*Required work*.
Nothing in the entries may be altered; copy them all exactly.

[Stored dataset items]

————————

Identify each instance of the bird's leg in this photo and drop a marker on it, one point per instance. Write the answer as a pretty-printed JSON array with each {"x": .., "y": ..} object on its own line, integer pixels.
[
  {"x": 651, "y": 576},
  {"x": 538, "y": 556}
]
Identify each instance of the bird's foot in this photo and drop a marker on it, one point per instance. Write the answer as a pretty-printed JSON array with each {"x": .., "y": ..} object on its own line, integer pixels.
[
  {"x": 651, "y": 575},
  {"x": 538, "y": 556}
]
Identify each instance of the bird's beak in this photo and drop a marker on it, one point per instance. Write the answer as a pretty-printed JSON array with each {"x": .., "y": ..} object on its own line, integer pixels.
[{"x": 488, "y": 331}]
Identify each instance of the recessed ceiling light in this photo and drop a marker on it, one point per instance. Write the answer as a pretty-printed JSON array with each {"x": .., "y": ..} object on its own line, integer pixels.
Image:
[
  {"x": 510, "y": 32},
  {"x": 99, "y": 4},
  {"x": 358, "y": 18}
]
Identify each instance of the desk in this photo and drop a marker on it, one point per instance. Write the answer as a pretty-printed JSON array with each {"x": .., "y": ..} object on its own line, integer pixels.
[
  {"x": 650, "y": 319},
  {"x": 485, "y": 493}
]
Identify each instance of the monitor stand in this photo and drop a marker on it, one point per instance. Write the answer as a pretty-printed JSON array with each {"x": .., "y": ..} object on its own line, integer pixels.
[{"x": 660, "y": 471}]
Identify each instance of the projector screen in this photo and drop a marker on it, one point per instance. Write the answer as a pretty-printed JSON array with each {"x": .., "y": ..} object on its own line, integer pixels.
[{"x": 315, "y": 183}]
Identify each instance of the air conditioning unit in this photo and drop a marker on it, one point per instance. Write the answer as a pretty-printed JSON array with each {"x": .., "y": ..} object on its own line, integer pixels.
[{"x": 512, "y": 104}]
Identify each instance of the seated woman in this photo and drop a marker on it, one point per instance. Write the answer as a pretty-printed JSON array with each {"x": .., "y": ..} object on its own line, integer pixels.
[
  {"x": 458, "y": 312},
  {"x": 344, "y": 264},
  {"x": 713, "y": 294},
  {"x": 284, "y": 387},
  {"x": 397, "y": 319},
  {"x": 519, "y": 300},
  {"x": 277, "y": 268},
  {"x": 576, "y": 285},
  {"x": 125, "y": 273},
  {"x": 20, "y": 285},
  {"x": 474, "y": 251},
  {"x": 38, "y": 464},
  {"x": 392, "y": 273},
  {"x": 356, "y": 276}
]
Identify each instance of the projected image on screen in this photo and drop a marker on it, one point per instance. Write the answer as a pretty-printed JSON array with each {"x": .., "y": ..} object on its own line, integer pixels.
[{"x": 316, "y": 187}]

————————

*Solution for this task*.
Identify each instance of the bird's leg in this photo and drop a marker on it, one point per instance. Write the answer as a pretty-printed JSON array with each {"x": .., "y": ..} object on its own line, integer pixels.
[
  {"x": 651, "y": 576},
  {"x": 538, "y": 556}
]
Identify each instance of the bird's foot in this photo and drop a marker on it, one point per instance. Write the answer as a pretty-printed JSON array with each {"x": .., "y": ..} object on its own line, integer pixels.
[
  {"x": 651, "y": 575},
  {"x": 538, "y": 556}
]
Identify each instance of the bird's beak in this photo and drop a marker on it, one point per instance. Write the answer as a pretty-printed JSON array with each {"x": .., "y": ..} object on its own line, integer pixels.
[{"x": 488, "y": 331}]
Identify each instance of the recessed ceiling light in this photo and drop a marker on it, one point per instance. Write the answer as a pretty-printed JSON array with each {"x": .., "y": ..} object on its own line, integer pixels.
Image:
[
  {"x": 510, "y": 32},
  {"x": 99, "y": 4},
  {"x": 358, "y": 18}
]
Identify each instance of the desk in this photo and drop a marker on it, one point per instance. Write the answer as a pretty-printed JSON array with each {"x": .., "y": ..} object on its own line, integer pixels.
[
  {"x": 650, "y": 319},
  {"x": 485, "y": 493}
]
Identify each instance of the monitor stand in this photo and drop a marker on it, one point per instance. Write the answer as a pretty-printed JSON array with each {"x": .., "y": ..} object on its own line, integer pixels.
[{"x": 660, "y": 471}]
Identify each instance of the projector screen in this photo and drop a marker on it, one point per instance. Write the answer as a pretty-printed JSON array with each {"x": .., "y": ..} object on its own line, integer pixels.
[{"x": 315, "y": 183}]
Identify each instance of the air conditioning unit in this photo and drop a marker on it, one point per instance. Write the answer as a pretty-printed JSON array with each {"x": .., "y": ..} object on its own line, integer pixels.
[{"x": 512, "y": 104}]
Identify each instance of the seated woman in this photo and drop a marker on it, one point per instance. Write the answer as a pretty-printed JSON array with each {"x": .., "y": ..} object on its own line, integer pixels.
[
  {"x": 458, "y": 312},
  {"x": 344, "y": 264},
  {"x": 713, "y": 294},
  {"x": 284, "y": 387},
  {"x": 397, "y": 319},
  {"x": 519, "y": 300},
  {"x": 277, "y": 268},
  {"x": 576, "y": 285},
  {"x": 125, "y": 273},
  {"x": 20, "y": 285},
  {"x": 474, "y": 251},
  {"x": 38, "y": 464},
  {"x": 392, "y": 273},
  {"x": 356, "y": 276}
]
Identify each instance of the projected image on screen in this photo and drop a marker on it, one point per instance. Write the answer as a pretty-printed JSON array with each {"x": .., "y": ..} object on its own line, integer pixels.
[{"x": 316, "y": 187}]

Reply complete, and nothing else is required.